▶ [Objective 1]: In the blog post about OSGeo wiki spam below, rewrite the paragraph beginning "This extension requires from new users" as a concise bulleted list that keeps its main facts.
▶ [Objective 2]: Write the next part of the blog post about OSGeo wiki spam below, picking up from its final sentence.

The Map Is Not The Territory

A blog by Christian Willmes.

The daily kindergardening of OSGeo wiki spammers

| categories: osgeo, semantic mediawiki | View Comments

I regret to bother you with this topic, but I need to write something about my frustration with increasing spam activity in the OSGeo wiki. It is really unbelievable how much human time resources these spammers invest to put some links and upload some documents into the wiki.

Since some time I do some voluntary work in helping to maintain the OSGeo wiki. I do this because I have some Mediawiki and Semantic Mediawiki knowledge from my other research and work projects, that I am happy to share with the OSGeo community.

Originally the OSGeo wiki was linked to the central OSGeo LDAP directory for identity and account management, thus in this time the user account management was not carried out through the wiki but through that LDAP directory. Since about two years now, the LDAP integration with the wiki has been broken, because the extension we used would not have been updated to work with the newer versions of Mediawiki.

Meanwhile, because I myself felt not knowledgeable enough about LDAP and Martin Spott tried but did not succeed to get another LDAP extension to work, we had to manage the user accounts from within the wiki. Because the standard account request/creation procedure of Mediawiki is not well protected against abuse, its actually really simple to let bots create huge numbers of spam accounts, we first disabled the account registration, and had new users request new accounts via email to the OSGeo SAC mailing list. After this proved to be unhandy, we decided to install the ConfirmAccount Extension, to handle account requests.

This extension requires from new users, additionally to a valid and confirmed email address, to provide a short biography about them self. This biography is then reviewed by SAC volunteers, to check if the requester is not a spammer. The SAC volunteer has the options to Accept, Reject, Hold, or to qualify the request as Spam. On Reject, the requester is informed with a standard note, that his request was denied. On Hold, the volunteer can ask for additional information from the requester to decide upon that if the request is valid, on spam the request is denied, but the requester is not informed, further more his email address is blocked from further requests. On Accept the user account is created with a random password and notified by email about this.

So far so good, but from here it gets messy, because we experience about ~10 account requests a day of which about 99% are fraudulent and or spam requests. And the spammers are actual humans from SEO companies, I guess. They make up all kinds of things, that let me be certain that they have some human agents pasting this into the requests. Here are some nice example biographies, I got to read:

User:Maleshwar: Born as a princess into a royal family of Kingdom of Dagbon, in the Northern Region of Ghana, Gunu has been interested in dancing and music since she was young. She competed in regional and national dance competitions, winning the dance championship for the northern Region and second place in the 1998 National Dance Championship. She took second place in the Hiplife dance championship in 2003, where she met King Ayisoba and Terry Bonchaka, who subsequently become collaborators.

▶ [Dataset content]:

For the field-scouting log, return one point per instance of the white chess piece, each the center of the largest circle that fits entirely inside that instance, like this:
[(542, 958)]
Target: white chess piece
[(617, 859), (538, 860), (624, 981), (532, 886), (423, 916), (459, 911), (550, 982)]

▶ [Exercise response 1]:
- New users must provide a valid, confirmed email address and a short biography.
- SAC volunteers review the biography to check that the requester is not a spammer.
- The volunteer may Accept, Reject, Hold, or mark the request as Spam.
- Reject: the requester receives a standard note that the request was denied.
- Hold: the volunteer may ask the requester for additional information before deciding whether the request is valid.
- Spam: the request is denied without informing the requester, and the requester's email address is blocked from further requests.
- Accept: the account is created with a random password, and the user is notified by email.

▶ [Exercise response 2]:
Or:

User:Marshrobin088: Hi my name is Robin Marsh and I've been in the digital design industry for 3 years. As a kid, art and technology always interested me. I could lose track of time doing art or messing around with computers.The way I approach web development is keeping in mind scalability, organisation, and clean syntax. As for the message or purpose is the nucleus,Self learner,highly interested in Geospatial development activities using open source tools. Having knowledge of GIS,vector graphics programming and data bases. Involved in teaching Geology, web and geospatial development. I am proficient in HTML/HTML5, CSS/CSS3, LESS, SASS, XML, JavaScript, jQuery, AJAX, and SQL/MySQL/PostgreSQL, to name a few. I am also proficient in many non-web-based languages, including but not limited to Java, Scheme/Racket, C, ACL2 (LISP), and MIPS Assembly. I have also worked on some smaller Python projects, and have used the language to create one-time use tools for data processing and similar purposes.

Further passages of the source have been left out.